··· 网页摘录

Flink学习 - 9. Checkpoint使用方式

checkpoint 开启

默认的checkpoint是关闭的,需要使用的使用要优先开启

开启方式:

StreamExecutionEnvironment env = StreamExecutionEnvironment.getExecutionEnvironment();

// 设置每隔5000ms启动一个checkpoint
env.enableCheckpointing(1000);

checkpoint 模式

默认的checkPointMode是 Exactly-once,可以设置成 AT_LEAST_ONCE;
主要是以上两种模式。

Exactly-once对于大多数应用来说是最合适的。At-least-once用在某些延迟超低的应用程序,对数据准确性要求不高的应用。

checkpointConfig.setCheckpointingMode(CheckpointingMode.AT_LEAST_ONCE);

flink给出的模式


/**
 * The checkpointing mode defines what consistency guarantees the system gives in the presence of
 * failures.

······
··· 记录列表

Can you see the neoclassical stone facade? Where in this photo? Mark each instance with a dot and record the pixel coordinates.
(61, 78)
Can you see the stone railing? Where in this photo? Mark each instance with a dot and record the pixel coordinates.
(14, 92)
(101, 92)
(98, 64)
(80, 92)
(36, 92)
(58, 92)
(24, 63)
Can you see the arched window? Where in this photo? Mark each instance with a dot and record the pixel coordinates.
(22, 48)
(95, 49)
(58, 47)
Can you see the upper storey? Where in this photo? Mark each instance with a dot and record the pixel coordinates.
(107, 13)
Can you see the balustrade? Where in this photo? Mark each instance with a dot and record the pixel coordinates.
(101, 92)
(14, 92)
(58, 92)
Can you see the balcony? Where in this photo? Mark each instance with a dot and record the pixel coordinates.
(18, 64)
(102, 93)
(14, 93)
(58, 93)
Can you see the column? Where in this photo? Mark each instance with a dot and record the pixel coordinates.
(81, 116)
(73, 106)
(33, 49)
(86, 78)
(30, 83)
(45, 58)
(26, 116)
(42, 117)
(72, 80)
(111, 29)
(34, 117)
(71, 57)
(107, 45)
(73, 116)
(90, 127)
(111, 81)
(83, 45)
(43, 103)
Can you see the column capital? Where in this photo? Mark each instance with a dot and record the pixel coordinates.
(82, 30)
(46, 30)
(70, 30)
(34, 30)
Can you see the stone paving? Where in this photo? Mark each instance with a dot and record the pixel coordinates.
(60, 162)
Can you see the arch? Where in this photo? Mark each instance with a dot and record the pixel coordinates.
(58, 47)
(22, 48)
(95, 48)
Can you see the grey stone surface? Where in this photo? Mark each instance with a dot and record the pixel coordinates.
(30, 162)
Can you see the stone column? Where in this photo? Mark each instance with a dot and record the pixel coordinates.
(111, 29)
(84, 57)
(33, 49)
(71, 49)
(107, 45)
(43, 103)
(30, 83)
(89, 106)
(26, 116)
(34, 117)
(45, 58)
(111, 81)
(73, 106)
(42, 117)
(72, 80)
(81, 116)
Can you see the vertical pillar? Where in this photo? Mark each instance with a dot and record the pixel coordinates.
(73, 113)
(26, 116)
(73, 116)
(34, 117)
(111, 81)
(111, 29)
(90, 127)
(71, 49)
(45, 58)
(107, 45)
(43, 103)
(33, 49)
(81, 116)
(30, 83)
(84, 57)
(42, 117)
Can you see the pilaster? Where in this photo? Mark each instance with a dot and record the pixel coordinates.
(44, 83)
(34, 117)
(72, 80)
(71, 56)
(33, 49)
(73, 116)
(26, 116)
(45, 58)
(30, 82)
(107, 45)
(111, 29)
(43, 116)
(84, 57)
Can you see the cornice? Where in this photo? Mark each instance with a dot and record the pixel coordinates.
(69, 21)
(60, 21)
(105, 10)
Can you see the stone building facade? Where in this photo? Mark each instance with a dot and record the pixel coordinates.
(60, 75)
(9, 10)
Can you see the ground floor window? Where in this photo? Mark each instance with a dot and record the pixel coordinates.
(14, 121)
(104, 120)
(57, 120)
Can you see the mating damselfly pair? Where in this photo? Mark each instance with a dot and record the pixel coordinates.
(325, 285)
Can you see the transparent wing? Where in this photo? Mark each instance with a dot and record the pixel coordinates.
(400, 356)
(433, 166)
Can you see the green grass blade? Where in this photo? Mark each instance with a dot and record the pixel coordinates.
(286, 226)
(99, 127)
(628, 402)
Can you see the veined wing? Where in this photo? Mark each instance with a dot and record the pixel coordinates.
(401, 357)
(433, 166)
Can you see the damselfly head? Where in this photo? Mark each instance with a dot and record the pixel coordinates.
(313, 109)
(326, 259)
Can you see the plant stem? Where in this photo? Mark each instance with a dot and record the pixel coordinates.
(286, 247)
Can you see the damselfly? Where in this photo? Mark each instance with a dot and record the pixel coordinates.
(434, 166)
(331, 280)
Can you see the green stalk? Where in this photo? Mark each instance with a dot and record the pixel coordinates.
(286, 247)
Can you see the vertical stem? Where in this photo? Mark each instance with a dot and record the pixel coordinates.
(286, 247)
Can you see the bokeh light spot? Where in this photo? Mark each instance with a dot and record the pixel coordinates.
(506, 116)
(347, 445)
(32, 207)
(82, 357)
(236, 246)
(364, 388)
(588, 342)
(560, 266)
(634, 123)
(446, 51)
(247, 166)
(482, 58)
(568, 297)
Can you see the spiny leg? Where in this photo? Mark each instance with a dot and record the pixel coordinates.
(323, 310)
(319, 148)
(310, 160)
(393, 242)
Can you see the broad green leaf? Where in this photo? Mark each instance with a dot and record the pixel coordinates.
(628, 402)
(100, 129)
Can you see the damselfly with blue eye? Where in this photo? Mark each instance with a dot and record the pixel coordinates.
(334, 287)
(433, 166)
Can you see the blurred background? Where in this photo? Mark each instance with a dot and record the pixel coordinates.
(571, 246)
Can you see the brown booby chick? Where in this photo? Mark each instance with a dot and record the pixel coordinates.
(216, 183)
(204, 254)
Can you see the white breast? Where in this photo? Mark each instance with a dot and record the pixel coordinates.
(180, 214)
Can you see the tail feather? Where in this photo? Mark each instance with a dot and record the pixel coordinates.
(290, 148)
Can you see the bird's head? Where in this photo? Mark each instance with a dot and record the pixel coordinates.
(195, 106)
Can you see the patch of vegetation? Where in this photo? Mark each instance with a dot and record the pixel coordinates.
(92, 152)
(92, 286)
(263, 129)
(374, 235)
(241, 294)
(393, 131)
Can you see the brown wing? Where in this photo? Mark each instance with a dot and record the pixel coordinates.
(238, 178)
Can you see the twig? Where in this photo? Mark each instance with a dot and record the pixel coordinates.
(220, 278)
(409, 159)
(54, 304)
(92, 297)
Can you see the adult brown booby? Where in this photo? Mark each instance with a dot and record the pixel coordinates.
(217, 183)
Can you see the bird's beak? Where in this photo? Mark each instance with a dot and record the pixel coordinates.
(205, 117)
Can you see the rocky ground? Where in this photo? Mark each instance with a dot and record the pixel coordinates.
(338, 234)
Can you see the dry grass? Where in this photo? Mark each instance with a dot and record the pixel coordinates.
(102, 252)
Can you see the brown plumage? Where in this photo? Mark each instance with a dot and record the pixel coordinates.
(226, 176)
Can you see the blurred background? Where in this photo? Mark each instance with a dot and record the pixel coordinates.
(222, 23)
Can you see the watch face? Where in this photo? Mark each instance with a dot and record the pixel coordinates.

······

操作说明
**a.** 根据网页摘录,默认的 checkpoint 模式是哪一种?
**b.** 列出记录中含有字符串“vertical”的每一行,须区分大小写。

各题解答
**a.** Exactly-once。

**b.**
Can you see the vertical pillar? Where in this photo? Mark each instance with a dot and record the pixel coordinates.
Can you see the vertical stem? Where in this photo? Mark each instance with a dot and record the pixel coordinates.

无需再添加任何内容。